> **WHAT YOU ARE ASKED TO DO**: Transcribe every one of the lines below word for word, omitting the pictures.

> **INFORMATION PROVIDED**:
•••••

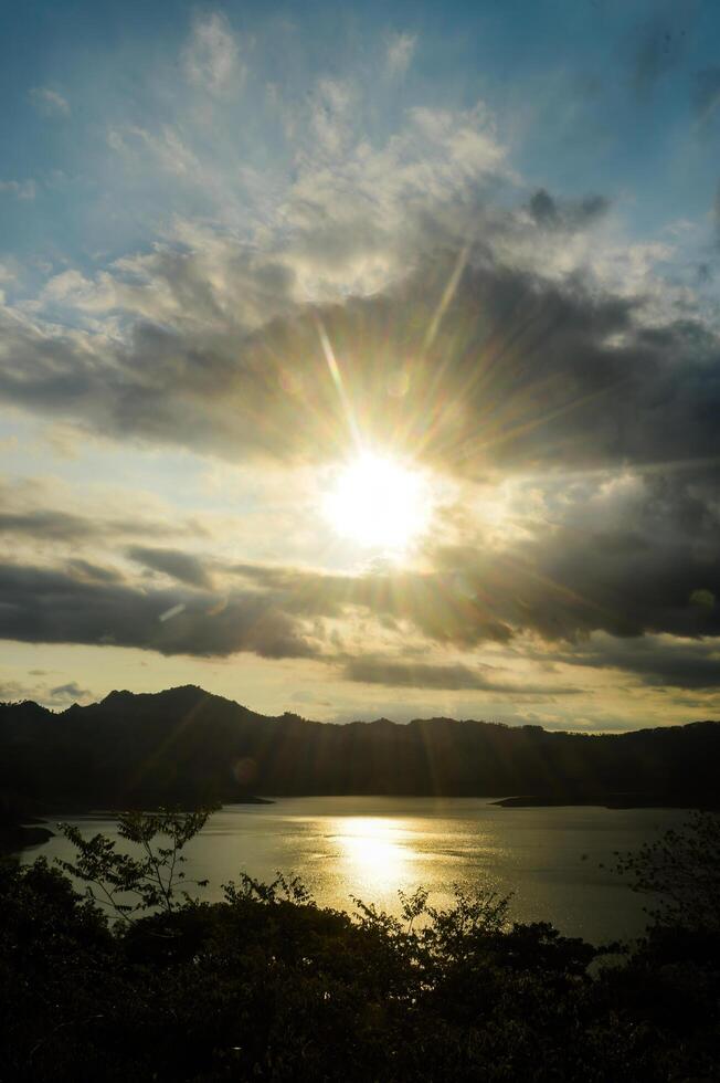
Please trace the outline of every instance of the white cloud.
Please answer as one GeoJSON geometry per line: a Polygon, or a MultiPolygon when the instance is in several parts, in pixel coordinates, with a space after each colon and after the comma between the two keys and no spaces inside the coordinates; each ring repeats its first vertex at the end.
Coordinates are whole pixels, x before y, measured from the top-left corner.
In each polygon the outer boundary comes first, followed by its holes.
{"type": "Polygon", "coordinates": [[[392,39],[385,56],[385,66],[390,76],[400,78],[406,73],[412,63],[416,44],[415,34],[403,33],[392,39]]]}
{"type": "Polygon", "coordinates": [[[33,86],[30,92],[30,101],[43,116],[61,117],[71,114],[67,98],[50,86],[33,86]]]}
{"type": "Polygon", "coordinates": [[[199,20],[184,52],[186,74],[195,86],[221,94],[244,77],[237,43],[223,14],[214,12],[199,20]]]}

•••••

> **EXERCISE SOLUTION**:
Please trace the outline of every instance of the white cloud.
Please answer as one GeoJSON geometry per line: a Polygon, or a MultiPolygon when the instance is in several parts, in pixel coordinates, with a space after each colon and after the comma between the two keys and no spaces inside the coordinates; each ring repeats its first vertex at the end.
Coordinates are whole pixels, x before y, measured from the top-left corner.
In each polygon the outer boundary comes first, followed by its holes.
{"type": "Polygon", "coordinates": [[[392,39],[385,56],[385,66],[390,76],[400,78],[406,73],[412,63],[416,44],[415,34],[403,33],[392,39]]]}
{"type": "Polygon", "coordinates": [[[33,86],[30,92],[30,101],[43,116],[61,117],[71,114],[67,98],[50,86],[33,86]]]}
{"type": "Polygon", "coordinates": [[[199,20],[184,52],[186,74],[195,86],[221,94],[244,77],[237,43],[223,14],[214,12],[199,20]]]}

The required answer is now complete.